■ 抜粋本文:
++++
日英リノベーション業界比較

最近立て続けに友人がFacebookでリノベーションに触れていたので、日本のリノベーション現状についてリサーチしてみました。 私は日本にいた時は居住目的で不動産購入を考えたことがなく、イギリスに来てから建築インテリアデザインに目覚めたので、日本よりイギリスの状況の方をよく知っています。

イギリスはリノベーション大国ですが(注1)、だいぶ日本と前提条件、環境が違うのだということがわかりました。 また、欧米で言うところの’interior designer’(インテリアデザイナー)という職業は日本にはほとんど存在しないため、合わせてまとめておきます。
注1:英語では’renovation’や’reform’という言葉を日本と同じような用法で使いません。 ’refurbishment’、’remodeling’、’modernisation’、’updating’など内容に応じていろいろな言葉が使われますが、ここでは日本語で伝わるようにリノベーションという言葉を使っています。

1. 新築志向の日本と中古が基本の英国
ヨーロッパに旅行すると築数百年の建物からなる街並が続き、まるでタイムスリップしたような感覚になります。 逆にヨーロッパ人が東京に行くと「未来都市だ!」と感嘆します。 『あなただけの家 – 1』に書いたように、イギリスは全住宅流通量(既存流通+新規着工)に対する既存住宅(中古物件)のシェアは日本が13.5%に対し、イギリスは88.8%です(アメリカ77.6%、フランス66.4%。 国土交通省『中古住宅流通、リフォーム市場の現状』より)。 つまり、9割が中古(中古が常識なので「家を買った」と言えば中古のこと。 新築は’new-build’と言います)。
建物の外観は公共に属するものなので、建物の中を現代の生活様式に合うように変えたり(’modernise’や’update’)、改築(’conversion’)や増築(’extension’)を行って自分たちのニーズに合った空間にするのが一般的です。 リフォーム市場(改築・増築など大掛かりな工事から水回りのリフォームなど小さなもの含めてこう呼びます)の規模は大きく、住宅投資に占めるリフォーム市場の割合は日本の27.3%に比べ、イギリスでは54.5%にのぼります(2007年、上記国交省資料より)。
++++
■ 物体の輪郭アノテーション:
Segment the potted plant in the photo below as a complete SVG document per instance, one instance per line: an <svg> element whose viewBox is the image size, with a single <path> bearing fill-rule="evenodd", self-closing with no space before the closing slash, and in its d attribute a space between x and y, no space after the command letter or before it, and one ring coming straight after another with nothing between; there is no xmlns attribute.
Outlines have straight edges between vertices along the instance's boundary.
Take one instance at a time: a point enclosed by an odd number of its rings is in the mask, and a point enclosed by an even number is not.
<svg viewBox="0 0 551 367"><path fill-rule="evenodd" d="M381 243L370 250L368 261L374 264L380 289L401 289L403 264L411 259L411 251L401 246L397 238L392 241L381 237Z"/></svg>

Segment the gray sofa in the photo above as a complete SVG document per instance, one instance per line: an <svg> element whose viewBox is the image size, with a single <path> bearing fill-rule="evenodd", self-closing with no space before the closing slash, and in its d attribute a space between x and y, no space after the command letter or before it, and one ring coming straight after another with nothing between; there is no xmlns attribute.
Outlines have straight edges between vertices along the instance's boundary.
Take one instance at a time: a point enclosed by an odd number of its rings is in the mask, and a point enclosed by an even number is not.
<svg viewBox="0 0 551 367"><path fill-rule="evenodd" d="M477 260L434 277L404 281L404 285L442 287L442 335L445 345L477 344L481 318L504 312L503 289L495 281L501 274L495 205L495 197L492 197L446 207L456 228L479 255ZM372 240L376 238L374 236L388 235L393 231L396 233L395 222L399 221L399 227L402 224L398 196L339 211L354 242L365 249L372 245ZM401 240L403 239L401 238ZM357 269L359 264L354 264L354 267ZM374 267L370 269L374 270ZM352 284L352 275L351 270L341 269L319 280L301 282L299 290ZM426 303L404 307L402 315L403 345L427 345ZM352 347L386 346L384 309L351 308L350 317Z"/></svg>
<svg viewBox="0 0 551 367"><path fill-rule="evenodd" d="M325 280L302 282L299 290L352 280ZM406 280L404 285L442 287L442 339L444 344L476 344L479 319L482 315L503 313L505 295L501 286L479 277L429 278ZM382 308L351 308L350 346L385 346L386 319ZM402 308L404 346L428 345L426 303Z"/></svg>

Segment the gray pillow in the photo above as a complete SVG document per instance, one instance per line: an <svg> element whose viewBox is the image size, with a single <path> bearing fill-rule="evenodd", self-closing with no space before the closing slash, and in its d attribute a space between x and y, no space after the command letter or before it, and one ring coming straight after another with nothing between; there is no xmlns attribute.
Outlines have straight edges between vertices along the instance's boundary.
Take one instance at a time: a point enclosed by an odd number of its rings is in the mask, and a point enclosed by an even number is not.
++++
■ 課題の指示:
日英のリノベーション事情を比べた文章を、最後の文の次から書き継げ。

■ 回答:
2. ワンストップショップの日本と完全オーダーメイドの英国
日本でもイギリスでも住宅・マンションのリノベーションには工事業者が必要ですが、ここで全く異なるのが業者の種類です。 日本は長い間、新築志向だったこともあり、新築住宅を扱う工事業者(地域の工務店・大手ディベロッパーなど)がリノベーションも行うことが多いようです。 最近はリノベーション専門の業者も増えているようですが(リビタリノベるなど)、いずれにしてもディベロッパーが中心です。

イギリスでは住宅の改築・増築を頼むのは’Builder’(ビルダー)と呼ぶのですが、彼らの多くは自営の零細業者(社員は自分1人か奥さんと2人)。 基本的に住宅の工事というのは専門業者(大工・電気・配管・屋根工事・内装など)をチームとしてマネージするプロジェクトマネジメントなので、何らか専門知識を持ちその道の経験を何十年と積んで元請けビルダーになった「おじさん」個人に頼みます(女性のビルダーは聞いたことがありません)。 『ストック先進国イギリスから学ぶストックビジネスの難しさ』というブリストル近辺のリフォーム市場の調査によるとビルダー(元請け)の従業員は2人が37%、1人が29%でほとんどが自営業者とのこと。

この業者の違いは何を意味するのでしょうか?
住宅リノベーションには、上記の工事関係の各種専門業者以外に建築家・インテリアデザイナー・照明デザイナー・設計者・構造計算エンジニア・建築/インテリア材のメーカー(ディーラー)など何十人もの各種専門家が必要です。 イギリスでは更に場合によっては工事の前に改築・増築に役所の許可(Planning application)、隣家との書面での合意(Party Wall agreement)、工事が始まってから建築基準法を満たしているか役所のチェック・承認(Building Control inspection, approval)が必要です。 日本ではディベロッパーが窓口となりワンストップショップ型で全て取り仕切ってくれます。 イギリスでは素人である個人がこれら専門事項にひとつずつ対処する必要があります。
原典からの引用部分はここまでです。